____ STORED DATA

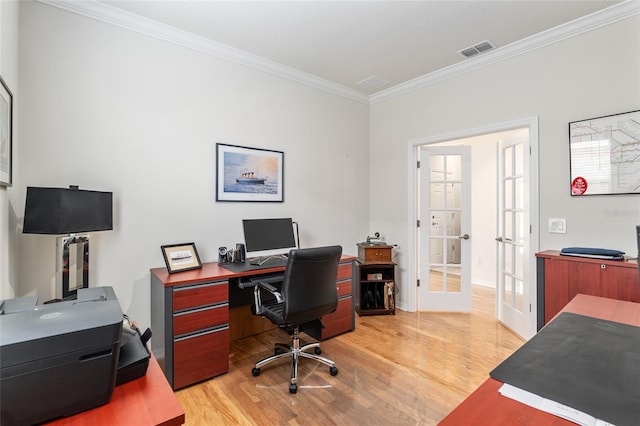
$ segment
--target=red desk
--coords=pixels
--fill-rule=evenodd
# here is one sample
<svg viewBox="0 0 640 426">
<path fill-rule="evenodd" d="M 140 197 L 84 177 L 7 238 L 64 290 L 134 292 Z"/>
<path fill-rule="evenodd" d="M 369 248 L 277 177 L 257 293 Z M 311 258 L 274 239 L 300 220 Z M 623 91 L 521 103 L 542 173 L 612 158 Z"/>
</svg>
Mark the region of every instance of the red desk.
<svg viewBox="0 0 640 426">
<path fill-rule="evenodd" d="M 640 327 L 640 303 L 578 294 L 561 312 L 586 315 Z M 488 378 L 439 424 L 575 425 L 498 393 L 502 382 Z"/>
<path fill-rule="evenodd" d="M 184 421 L 184 410 L 160 370 L 158 362 L 152 356 L 149 360 L 147 374 L 139 379 L 116 386 L 108 404 L 49 424 L 65 426 L 178 426 Z"/>
</svg>

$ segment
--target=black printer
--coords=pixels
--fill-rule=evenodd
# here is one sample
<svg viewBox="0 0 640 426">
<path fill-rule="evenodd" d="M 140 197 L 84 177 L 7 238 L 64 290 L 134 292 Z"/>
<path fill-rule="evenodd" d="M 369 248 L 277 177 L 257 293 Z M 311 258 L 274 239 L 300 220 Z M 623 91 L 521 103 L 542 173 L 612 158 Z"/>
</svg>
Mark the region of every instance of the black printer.
<svg viewBox="0 0 640 426">
<path fill-rule="evenodd" d="M 111 287 L 76 300 L 0 305 L 0 424 L 41 423 L 106 404 L 116 383 L 122 310 Z"/>
</svg>

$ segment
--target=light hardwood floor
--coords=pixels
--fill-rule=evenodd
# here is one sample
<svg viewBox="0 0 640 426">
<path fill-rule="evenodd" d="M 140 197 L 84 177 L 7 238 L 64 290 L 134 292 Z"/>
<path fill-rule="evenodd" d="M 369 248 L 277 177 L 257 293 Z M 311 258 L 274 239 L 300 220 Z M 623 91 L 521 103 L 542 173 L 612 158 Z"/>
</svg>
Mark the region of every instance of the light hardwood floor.
<svg viewBox="0 0 640 426">
<path fill-rule="evenodd" d="M 186 424 L 435 425 L 524 343 L 494 319 L 493 290 L 473 286 L 472 303 L 471 314 L 356 315 L 354 332 L 321 343 L 339 374 L 303 359 L 296 394 L 289 362 L 251 375 L 286 333 L 232 342 L 229 373 L 176 392 Z"/>
</svg>

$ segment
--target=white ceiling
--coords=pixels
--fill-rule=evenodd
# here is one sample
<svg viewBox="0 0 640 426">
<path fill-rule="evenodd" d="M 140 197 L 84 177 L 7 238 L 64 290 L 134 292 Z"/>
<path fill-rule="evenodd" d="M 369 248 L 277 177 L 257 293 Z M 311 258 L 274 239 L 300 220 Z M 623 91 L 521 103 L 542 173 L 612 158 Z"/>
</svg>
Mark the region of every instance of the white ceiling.
<svg viewBox="0 0 640 426">
<path fill-rule="evenodd" d="M 465 61 L 484 40 L 507 46 L 618 0 L 105 0 L 110 6 L 359 90 Z M 386 84 L 358 86 L 370 77 Z"/>
</svg>

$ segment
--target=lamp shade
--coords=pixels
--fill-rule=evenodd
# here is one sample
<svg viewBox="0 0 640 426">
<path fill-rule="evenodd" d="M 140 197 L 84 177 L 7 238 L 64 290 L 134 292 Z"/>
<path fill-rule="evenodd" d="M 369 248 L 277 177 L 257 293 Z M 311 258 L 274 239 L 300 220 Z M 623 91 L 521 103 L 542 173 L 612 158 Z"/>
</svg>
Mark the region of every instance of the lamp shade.
<svg viewBox="0 0 640 426">
<path fill-rule="evenodd" d="M 27 187 L 25 234 L 73 234 L 113 229 L 113 193 Z"/>
</svg>

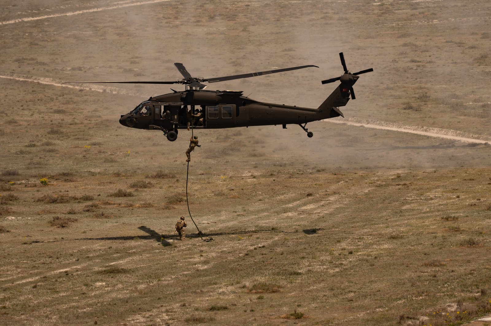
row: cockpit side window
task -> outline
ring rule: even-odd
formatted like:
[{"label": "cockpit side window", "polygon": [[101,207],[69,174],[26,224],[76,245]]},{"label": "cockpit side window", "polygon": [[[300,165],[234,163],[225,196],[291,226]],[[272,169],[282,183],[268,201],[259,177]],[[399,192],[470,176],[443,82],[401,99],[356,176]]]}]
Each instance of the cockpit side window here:
[{"label": "cockpit side window", "polygon": [[141,109],[141,107],[143,106],[143,105],[140,103],[137,107],[135,108],[135,109],[131,111],[131,113],[136,115],[138,113],[138,111],[140,110],[140,109]]},{"label": "cockpit side window", "polygon": [[138,115],[149,116],[152,114],[152,108],[149,105],[146,105],[142,108]]}]

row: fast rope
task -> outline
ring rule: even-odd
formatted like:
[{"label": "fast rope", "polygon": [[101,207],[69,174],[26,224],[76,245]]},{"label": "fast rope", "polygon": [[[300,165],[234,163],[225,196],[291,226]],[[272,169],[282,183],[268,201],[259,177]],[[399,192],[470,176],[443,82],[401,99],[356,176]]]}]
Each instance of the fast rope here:
[{"label": "fast rope", "polygon": [[[193,109],[192,113],[193,114],[194,114],[194,109]],[[192,120],[192,118],[191,117],[191,137],[193,137],[194,136],[194,134],[192,128],[192,125],[193,124],[193,121]],[[186,173],[186,204],[187,204],[188,205],[188,213],[189,213],[189,217],[191,217],[191,220],[192,221],[192,222],[194,224],[194,226],[196,227],[196,229],[198,230],[198,235],[199,236],[199,237],[201,238],[201,240],[203,240],[204,242],[210,242],[210,241],[215,241],[215,239],[213,239],[213,238],[210,238],[210,239],[203,239],[203,237],[201,236],[201,231],[200,231],[199,230],[199,229],[198,228],[198,226],[196,225],[196,222],[194,222],[194,220],[192,219],[192,216],[191,216],[191,211],[189,209],[189,201],[188,200],[188,179],[189,177],[189,162],[188,162],[188,171]]]}]

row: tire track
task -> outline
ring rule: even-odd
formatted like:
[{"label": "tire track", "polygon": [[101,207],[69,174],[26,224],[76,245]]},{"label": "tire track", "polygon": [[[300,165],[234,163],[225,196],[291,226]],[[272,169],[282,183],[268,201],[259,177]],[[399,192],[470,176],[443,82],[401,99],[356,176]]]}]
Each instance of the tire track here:
[{"label": "tire track", "polygon": [[[486,139],[476,139],[474,138],[470,138],[468,137],[462,137],[461,136],[456,136],[456,134],[459,134],[459,133],[462,133],[461,132],[458,132],[455,130],[451,130],[450,129],[442,129],[440,128],[430,128],[430,130],[433,130],[435,131],[438,131],[438,132],[433,132],[429,131],[424,131],[422,130],[418,130],[418,129],[426,129],[426,127],[421,127],[418,126],[404,126],[402,125],[397,125],[397,127],[391,127],[386,125],[383,125],[386,124],[386,123],[384,123],[382,121],[380,122],[372,122],[371,123],[368,123],[365,122],[355,122],[354,121],[348,120],[348,121],[342,121],[338,120],[332,120],[331,119],[326,119],[322,120],[323,121],[327,121],[328,122],[331,122],[332,123],[344,123],[347,125],[350,125],[351,126],[356,126],[357,127],[365,127],[368,128],[373,128],[374,129],[382,129],[383,130],[390,130],[391,131],[397,131],[402,133],[409,133],[410,134],[415,134],[416,135],[420,135],[424,136],[428,136],[429,137],[435,137],[437,138],[444,138],[447,139],[452,139],[453,140],[456,140],[457,141],[463,141],[464,142],[468,143],[473,143],[475,144],[489,144],[490,140],[488,140]],[[395,125],[396,124],[393,124]],[[449,135],[450,134],[450,135]],[[453,135],[452,135],[453,134]]]},{"label": "tire track", "polygon": [[16,23],[21,23],[22,22],[29,22],[31,21],[38,20],[39,19],[45,19],[46,18],[53,18],[54,17],[59,17],[63,16],[73,16],[73,15],[79,15],[80,14],[85,14],[88,12],[96,12],[97,11],[102,11],[103,10],[109,10],[113,9],[119,9],[120,8],[126,8],[127,7],[132,7],[134,6],[142,5],[143,4],[150,4],[152,3],[158,3],[164,1],[170,1],[171,0],[149,0],[148,1],[142,1],[138,2],[133,2],[132,3],[125,3],[110,7],[103,7],[102,8],[93,8],[92,9],[86,9],[84,10],[78,10],[77,11],[72,11],[71,12],[65,12],[61,14],[54,14],[53,15],[46,15],[45,16],[40,16],[36,17],[25,17],[24,18],[18,18],[4,22],[0,22],[0,25],[6,25]]},{"label": "tire track", "polygon": [[125,95],[133,95],[135,96],[145,97],[145,95],[139,94],[138,93],[136,93],[136,92],[132,92],[129,90],[124,90],[120,88],[117,88],[116,87],[112,87],[108,86],[94,85],[91,86],[90,87],[87,87],[83,86],[78,86],[75,85],[70,85],[69,84],[63,84],[62,85],[59,82],[57,82],[55,80],[52,79],[51,78],[36,78],[36,77],[33,77],[30,79],[24,78],[24,77],[16,76],[15,75],[12,76],[4,76],[0,75],[0,78],[13,79],[16,81],[20,81],[21,82],[37,82],[40,84],[44,84],[45,85],[51,85],[52,86],[56,86],[58,87],[68,87],[69,88],[75,88],[76,89],[85,89],[86,90],[92,90],[92,91],[95,91],[96,92],[107,92],[108,93],[111,93],[112,94],[119,94]]}]

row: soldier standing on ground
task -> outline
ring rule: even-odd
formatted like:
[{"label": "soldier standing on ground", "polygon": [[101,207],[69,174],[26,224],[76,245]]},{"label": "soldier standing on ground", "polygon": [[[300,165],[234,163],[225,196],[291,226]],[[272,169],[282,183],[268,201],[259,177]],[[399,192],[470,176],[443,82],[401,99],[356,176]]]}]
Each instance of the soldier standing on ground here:
[{"label": "soldier standing on ground", "polygon": [[198,146],[198,147],[201,147],[200,145],[198,145],[197,136],[194,136],[194,137],[191,136],[191,139],[190,139],[189,142],[189,148],[188,148],[188,150],[186,151],[186,156],[188,157],[188,159],[186,160],[186,162],[191,162],[191,156],[190,154],[191,152],[194,150],[194,147],[196,146]]},{"label": "soldier standing on ground", "polygon": [[184,220],[184,217],[181,217],[181,220],[176,223],[176,231],[179,235],[179,240],[184,240],[186,239],[186,232],[184,228],[188,226]]}]

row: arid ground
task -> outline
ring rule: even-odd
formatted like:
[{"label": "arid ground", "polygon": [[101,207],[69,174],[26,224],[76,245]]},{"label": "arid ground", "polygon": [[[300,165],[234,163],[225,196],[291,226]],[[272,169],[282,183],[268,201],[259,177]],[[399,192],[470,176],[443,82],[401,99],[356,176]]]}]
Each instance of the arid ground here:
[{"label": "arid ground", "polygon": [[[491,2],[0,8],[0,324],[456,325],[491,312],[491,146],[438,136],[491,140]],[[205,78],[315,64],[209,89],[317,108],[341,52],[374,69],[345,121],[432,134],[196,131],[190,209],[213,242],[188,214],[190,133],[170,142],[118,122],[169,87],[59,85],[175,80],[174,62]]]}]

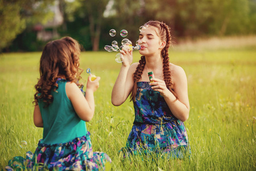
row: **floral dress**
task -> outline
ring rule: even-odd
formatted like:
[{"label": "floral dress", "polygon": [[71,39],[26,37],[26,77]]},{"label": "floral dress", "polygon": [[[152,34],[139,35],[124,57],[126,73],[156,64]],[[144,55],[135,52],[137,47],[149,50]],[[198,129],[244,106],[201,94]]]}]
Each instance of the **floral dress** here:
[{"label": "floral dress", "polygon": [[43,139],[34,154],[28,152],[26,158],[13,157],[6,170],[102,170],[111,167],[111,160],[106,153],[92,150],[86,123],[78,117],[66,95],[67,80],[58,79],[56,83],[57,91],[51,92],[52,103],[47,107],[42,100],[38,103]]},{"label": "floral dress", "polygon": [[164,97],[151,88],[149,82],[137,83],[133,102],[135,119],[124,156],[154,152],[168,157],[181,158],[190,153],[188,135],[183,122],[172,113]]},{"label": "floral dress", "polygon": [[[13,157],[6,170],[103,170],[111,158],[103,152],[93,152],[90,132],[71,141],[54,145],[40,143],[34,153],[26,153],[26,158]],[[111,166],[110,166],[111,167]]]}]

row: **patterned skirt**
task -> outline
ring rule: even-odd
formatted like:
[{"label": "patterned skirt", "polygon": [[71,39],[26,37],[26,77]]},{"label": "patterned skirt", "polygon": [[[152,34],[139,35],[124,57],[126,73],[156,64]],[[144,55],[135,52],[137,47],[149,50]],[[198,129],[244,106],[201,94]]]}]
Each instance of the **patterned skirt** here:
[{"label": "patterned skirt", "polygon": [[111,160],[107,154],[93,152],[89,132],[64,144],[49,145],[40,141],[34,154],[28,152],[26,158],[18,156],[10,160],[6,170],[101,170],[111,167]]},{"label": "patterned skirt", "polygon": [[173,120],[163,124],[133,124],[126,145],[119,152],[124,157],[131,154],[155,153],[157,157],[190,157],[188,135],[182,122]]}]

________

Return, unchanged, the lines of the listing beginning with the line that contains "row: fast rope" and continuing through the line that contains "Each instance of the fast".

row: fast rope
task -> outline
ring rule: even-odd
formatted like:
[{"label": "fast rope", "polygon": [[101,207],[69,174],[26,224],[76,245]]},{"label": "fast rope", "polygon": [[[300,165],[234,163],[225,196],[291,226]],[[272,169],[282,183],[268,201],[259,177]],[[399,192],[470,176],[443,82],[401,99],[356,176]]]}]
Each instance of the fast rope here:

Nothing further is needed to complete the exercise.